(課題 1) 次の(a)〜(c)が本文の内容と合うかどうか、それぞれ「はい」か「いいえ」で答え、判断の根拠となる本文の語句をそのまま引用してください。(a) 叶井は対談の場所までタクシーで来た。(b) ゲストの選定からアポイントメントまで、叶井がひとりで行った。(c) 中瀬ゆかりは叶井を「できるだけたくさんの人に会わせたくなる人」と評した。
(課題 2) 本文のうち、「こちらの心配をよそに、叶井は」を含む語句で始まり「ぶりを垣間見ることができた。」で終わる部分を、一字も変えずに書き写してください。

(本文)

○ ○ ○ ○

まあ、どうにかなるか。いくつかの会話を交わしただけで相手にそう思わせてしまうのが、叶井の才能かもしれない。対談取材を通して、鈴木敏夫、奥山和由といった日本映画界の巨人たちが、まるで叶井を弟か息子のように可愛がっていたことを知った。編集者・中瀬ゆかりは、叶井を評して「できるだけたくさんの人に会わせたくなる人」と言った。

 こちらの心配をよそに、叶井は元気いっぱいで対談に臨んだ。録音テープの音声は、どう聞いても末期がん患者のそれではなかった。叶井は、タクシーで10分かからない距離を電車で来た。ゲストの選定からアポイントメントまで、叶井が全部ひとりでこなした。メールの返信が早い。あやふやな確認事項があれば即座に、かつ無遠慮に電話を鳴らしてくる。遅刻をしない。奔放なイメージしかなかった叶井の、意外に実直な仕事ぶりを垣間見ることができた。

○ ○ ○ ○

(データセットの項目)

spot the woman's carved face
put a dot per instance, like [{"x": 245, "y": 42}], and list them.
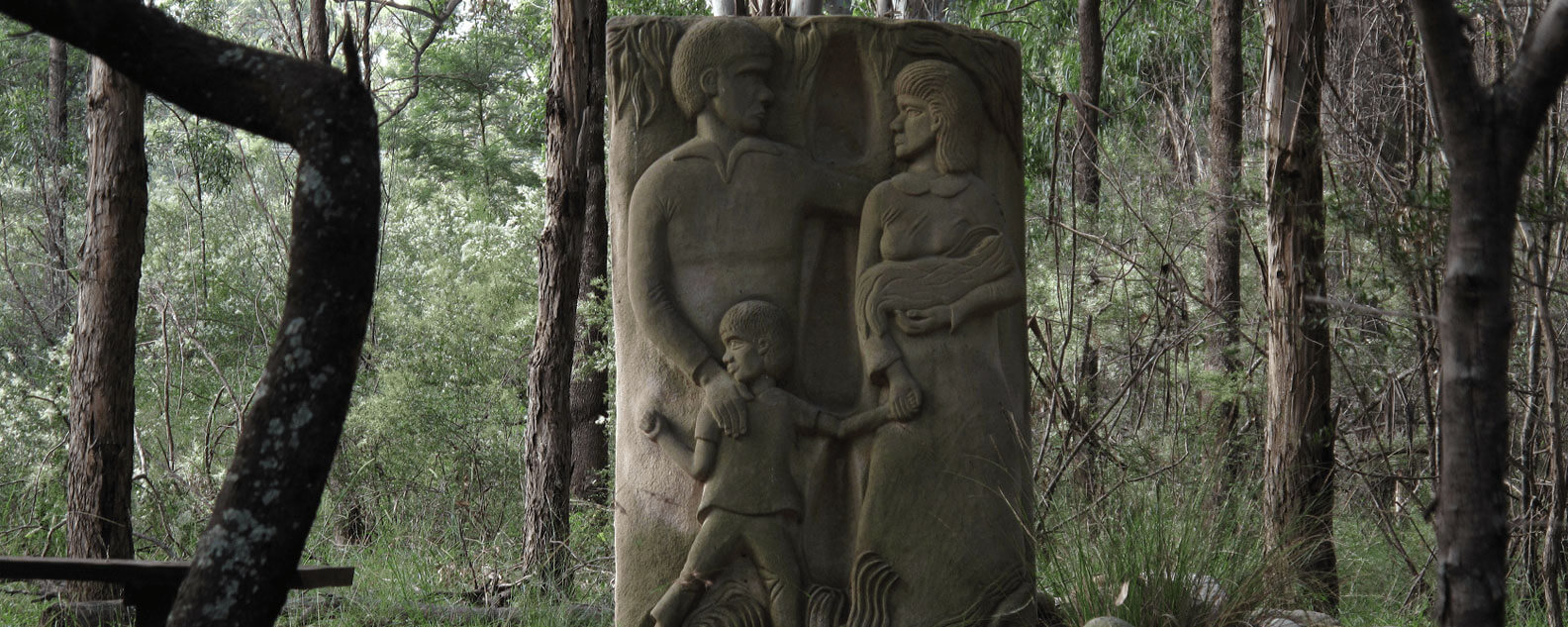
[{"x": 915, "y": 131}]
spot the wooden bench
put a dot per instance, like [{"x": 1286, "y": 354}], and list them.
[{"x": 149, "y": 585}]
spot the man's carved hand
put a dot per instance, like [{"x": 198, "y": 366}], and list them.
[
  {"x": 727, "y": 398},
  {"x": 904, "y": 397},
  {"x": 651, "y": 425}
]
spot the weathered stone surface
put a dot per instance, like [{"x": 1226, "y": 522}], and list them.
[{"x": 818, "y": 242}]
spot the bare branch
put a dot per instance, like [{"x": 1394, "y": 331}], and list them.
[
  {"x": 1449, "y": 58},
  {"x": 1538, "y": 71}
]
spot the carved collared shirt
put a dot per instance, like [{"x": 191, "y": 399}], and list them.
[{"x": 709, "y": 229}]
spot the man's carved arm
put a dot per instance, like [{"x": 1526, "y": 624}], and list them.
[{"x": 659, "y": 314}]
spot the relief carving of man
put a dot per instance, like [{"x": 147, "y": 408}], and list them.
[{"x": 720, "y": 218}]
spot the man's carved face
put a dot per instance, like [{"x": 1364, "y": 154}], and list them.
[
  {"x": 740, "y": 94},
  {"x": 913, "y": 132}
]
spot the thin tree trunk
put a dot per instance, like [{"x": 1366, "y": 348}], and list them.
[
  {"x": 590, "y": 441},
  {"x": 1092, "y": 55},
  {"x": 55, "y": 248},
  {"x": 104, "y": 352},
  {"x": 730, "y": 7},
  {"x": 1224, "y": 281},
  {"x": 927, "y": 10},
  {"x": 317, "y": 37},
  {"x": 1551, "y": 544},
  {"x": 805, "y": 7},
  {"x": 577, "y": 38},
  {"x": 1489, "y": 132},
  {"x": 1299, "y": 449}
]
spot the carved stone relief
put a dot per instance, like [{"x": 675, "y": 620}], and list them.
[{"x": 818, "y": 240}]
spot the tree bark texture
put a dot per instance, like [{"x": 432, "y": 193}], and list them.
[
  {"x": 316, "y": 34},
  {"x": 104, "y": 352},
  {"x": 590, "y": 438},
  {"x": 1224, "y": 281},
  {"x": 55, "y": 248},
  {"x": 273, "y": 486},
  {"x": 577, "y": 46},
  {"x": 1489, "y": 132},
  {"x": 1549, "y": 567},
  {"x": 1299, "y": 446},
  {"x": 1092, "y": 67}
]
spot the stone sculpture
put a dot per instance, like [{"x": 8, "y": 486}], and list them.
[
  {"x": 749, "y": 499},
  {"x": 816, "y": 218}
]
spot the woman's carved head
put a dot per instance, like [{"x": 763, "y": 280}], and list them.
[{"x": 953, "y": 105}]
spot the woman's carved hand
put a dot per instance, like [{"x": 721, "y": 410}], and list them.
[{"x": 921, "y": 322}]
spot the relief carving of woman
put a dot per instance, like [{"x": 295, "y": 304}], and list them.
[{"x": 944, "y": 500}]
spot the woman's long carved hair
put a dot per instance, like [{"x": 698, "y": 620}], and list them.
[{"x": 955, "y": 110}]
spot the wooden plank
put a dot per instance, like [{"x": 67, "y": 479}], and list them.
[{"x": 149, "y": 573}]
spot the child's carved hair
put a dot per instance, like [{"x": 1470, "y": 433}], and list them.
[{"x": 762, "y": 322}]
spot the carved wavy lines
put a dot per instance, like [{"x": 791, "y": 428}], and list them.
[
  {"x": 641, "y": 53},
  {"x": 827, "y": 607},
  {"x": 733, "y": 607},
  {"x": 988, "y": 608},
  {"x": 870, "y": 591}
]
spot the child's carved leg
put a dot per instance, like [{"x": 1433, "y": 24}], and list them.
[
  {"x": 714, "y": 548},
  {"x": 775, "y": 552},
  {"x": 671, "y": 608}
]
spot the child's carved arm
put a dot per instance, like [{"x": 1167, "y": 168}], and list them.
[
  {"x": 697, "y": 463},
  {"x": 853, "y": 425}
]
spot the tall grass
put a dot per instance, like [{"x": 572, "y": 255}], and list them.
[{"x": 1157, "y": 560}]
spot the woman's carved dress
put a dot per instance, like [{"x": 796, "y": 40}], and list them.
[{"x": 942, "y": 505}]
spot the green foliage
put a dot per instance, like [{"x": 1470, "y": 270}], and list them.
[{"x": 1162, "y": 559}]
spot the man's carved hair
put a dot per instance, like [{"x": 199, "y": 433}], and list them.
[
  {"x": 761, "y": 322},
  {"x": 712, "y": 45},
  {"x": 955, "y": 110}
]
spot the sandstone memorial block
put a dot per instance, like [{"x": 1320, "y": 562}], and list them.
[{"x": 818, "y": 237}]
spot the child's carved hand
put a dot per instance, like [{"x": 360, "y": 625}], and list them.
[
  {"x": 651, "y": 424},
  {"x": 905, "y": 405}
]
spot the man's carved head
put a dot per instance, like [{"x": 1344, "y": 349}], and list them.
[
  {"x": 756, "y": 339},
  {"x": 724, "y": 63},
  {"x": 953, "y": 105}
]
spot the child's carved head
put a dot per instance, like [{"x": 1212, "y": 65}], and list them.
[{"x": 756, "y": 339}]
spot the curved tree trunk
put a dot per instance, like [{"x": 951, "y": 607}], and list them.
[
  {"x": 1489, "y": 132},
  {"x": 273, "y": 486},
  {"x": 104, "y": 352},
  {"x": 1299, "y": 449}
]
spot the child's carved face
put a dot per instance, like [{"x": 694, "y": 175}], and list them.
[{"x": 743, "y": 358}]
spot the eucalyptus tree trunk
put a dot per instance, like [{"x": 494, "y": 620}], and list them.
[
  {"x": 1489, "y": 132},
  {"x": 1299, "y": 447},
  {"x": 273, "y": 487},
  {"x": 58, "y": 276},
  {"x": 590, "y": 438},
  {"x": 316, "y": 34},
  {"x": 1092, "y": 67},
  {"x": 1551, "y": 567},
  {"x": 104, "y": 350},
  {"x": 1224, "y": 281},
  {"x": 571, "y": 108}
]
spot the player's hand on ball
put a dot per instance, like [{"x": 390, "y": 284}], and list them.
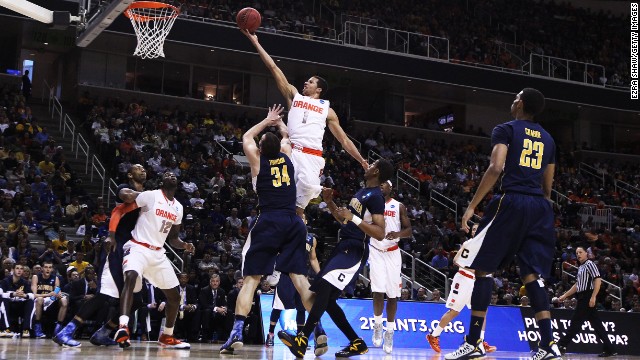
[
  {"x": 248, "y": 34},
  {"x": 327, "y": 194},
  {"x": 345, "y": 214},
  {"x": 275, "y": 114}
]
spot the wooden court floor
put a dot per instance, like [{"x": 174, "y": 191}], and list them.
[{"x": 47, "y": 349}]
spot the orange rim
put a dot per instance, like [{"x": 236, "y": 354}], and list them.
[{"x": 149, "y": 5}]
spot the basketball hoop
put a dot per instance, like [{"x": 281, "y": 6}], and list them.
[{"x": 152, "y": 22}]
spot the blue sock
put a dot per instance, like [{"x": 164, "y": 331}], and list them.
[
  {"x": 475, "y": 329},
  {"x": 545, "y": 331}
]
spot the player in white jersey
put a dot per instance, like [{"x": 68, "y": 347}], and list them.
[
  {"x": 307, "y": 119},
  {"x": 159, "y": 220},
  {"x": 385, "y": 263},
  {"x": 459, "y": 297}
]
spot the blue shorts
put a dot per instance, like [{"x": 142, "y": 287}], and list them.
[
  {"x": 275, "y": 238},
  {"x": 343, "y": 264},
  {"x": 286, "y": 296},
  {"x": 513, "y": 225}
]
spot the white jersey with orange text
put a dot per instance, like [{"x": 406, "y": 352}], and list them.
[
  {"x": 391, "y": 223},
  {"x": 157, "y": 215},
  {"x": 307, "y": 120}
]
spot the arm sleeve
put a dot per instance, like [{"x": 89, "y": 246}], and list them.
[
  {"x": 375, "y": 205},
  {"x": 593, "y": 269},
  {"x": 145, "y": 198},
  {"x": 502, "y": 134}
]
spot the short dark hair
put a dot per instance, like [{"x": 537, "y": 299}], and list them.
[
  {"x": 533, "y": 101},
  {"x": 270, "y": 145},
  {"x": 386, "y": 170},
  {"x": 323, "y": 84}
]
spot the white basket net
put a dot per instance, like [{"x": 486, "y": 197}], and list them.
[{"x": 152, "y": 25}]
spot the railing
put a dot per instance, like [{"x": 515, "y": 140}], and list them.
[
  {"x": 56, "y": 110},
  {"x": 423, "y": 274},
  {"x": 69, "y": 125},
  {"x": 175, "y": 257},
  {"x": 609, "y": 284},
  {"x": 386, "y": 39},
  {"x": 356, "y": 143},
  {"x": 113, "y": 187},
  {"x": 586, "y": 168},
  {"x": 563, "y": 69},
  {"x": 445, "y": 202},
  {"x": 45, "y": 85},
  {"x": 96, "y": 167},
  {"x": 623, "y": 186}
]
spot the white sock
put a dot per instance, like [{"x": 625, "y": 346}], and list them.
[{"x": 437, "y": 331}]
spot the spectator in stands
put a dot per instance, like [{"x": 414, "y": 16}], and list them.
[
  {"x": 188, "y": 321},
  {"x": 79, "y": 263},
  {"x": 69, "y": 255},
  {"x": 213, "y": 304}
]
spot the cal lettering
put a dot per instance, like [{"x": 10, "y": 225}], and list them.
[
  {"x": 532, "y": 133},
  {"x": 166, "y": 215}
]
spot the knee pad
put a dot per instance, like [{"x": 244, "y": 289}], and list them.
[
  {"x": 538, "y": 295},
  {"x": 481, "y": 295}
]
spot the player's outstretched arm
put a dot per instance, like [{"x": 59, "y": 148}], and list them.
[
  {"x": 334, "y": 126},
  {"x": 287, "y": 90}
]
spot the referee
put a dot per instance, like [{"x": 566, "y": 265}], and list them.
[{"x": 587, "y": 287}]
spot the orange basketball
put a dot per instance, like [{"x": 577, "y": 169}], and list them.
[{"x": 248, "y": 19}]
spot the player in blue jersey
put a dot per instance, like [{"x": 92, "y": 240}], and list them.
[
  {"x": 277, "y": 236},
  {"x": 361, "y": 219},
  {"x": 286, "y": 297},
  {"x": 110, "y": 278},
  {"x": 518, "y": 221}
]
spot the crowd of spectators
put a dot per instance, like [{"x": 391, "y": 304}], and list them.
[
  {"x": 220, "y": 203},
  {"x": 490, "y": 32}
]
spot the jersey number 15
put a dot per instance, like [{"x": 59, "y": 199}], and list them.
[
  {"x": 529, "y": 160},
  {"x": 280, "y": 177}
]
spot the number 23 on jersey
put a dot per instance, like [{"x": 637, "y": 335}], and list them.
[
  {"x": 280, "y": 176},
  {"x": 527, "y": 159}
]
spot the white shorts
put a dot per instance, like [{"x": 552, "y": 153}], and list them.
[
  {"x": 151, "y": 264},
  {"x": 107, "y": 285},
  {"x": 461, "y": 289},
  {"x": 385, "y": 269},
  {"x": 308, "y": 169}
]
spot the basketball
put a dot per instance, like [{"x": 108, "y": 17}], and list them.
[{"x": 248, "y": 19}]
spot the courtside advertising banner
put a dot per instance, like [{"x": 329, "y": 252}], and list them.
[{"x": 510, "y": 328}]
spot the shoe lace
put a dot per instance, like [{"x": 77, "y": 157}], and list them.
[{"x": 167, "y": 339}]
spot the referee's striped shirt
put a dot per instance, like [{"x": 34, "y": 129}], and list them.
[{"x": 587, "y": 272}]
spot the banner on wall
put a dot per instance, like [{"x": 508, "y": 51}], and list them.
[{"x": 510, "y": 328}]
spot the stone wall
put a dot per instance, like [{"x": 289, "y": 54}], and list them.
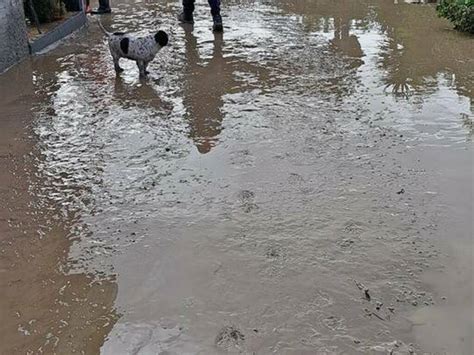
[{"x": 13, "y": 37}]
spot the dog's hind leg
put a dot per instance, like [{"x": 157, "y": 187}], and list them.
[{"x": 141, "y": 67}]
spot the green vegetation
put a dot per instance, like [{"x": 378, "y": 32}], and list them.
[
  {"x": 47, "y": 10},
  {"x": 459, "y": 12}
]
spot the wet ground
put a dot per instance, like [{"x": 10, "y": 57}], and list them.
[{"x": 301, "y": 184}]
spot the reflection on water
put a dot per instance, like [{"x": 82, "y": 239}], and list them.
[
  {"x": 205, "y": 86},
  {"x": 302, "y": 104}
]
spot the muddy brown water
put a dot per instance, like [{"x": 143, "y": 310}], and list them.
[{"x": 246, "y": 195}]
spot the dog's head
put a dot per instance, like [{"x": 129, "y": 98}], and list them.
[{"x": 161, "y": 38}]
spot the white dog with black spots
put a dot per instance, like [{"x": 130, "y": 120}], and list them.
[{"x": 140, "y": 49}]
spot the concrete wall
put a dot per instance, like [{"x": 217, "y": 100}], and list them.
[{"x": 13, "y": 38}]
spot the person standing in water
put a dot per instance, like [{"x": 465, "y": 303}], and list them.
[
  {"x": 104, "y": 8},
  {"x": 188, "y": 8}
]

○ ○ ○ ○

(解答欄 1)
(a) いいえ。「叶井は、タクシーで10分かからない距離を電車で来た。」
(b) はい。「ゲストの選定からアポイントメントまで、叶井が全部ひとりでこなした。」
(c) はい。『編集者・中瀬ゆかりは、叶井を評して「できるだけたくさんの人に会わせたくなる人」と言った。』

(解答欄 2)
こちらの心配をよそに、叶井は元気いっぱいで対談に臨んだ。録音テープの音声は、どう聞いても末期がん患者のそれではなかった。叶井は、タクシーで10分かからない距離を電車で来た。ゲストの選定からアポイントメントまで、叶井が全部ひとりでこなした。メールの返信が早い。あやふやな確認事項があれば即座に、かつ無遠慮に電話を鳴らしてくる。遅刻をしない。奔放なイメージしかなかった叶井の、意外に実直な仕事ぶりを垣間見ることができた。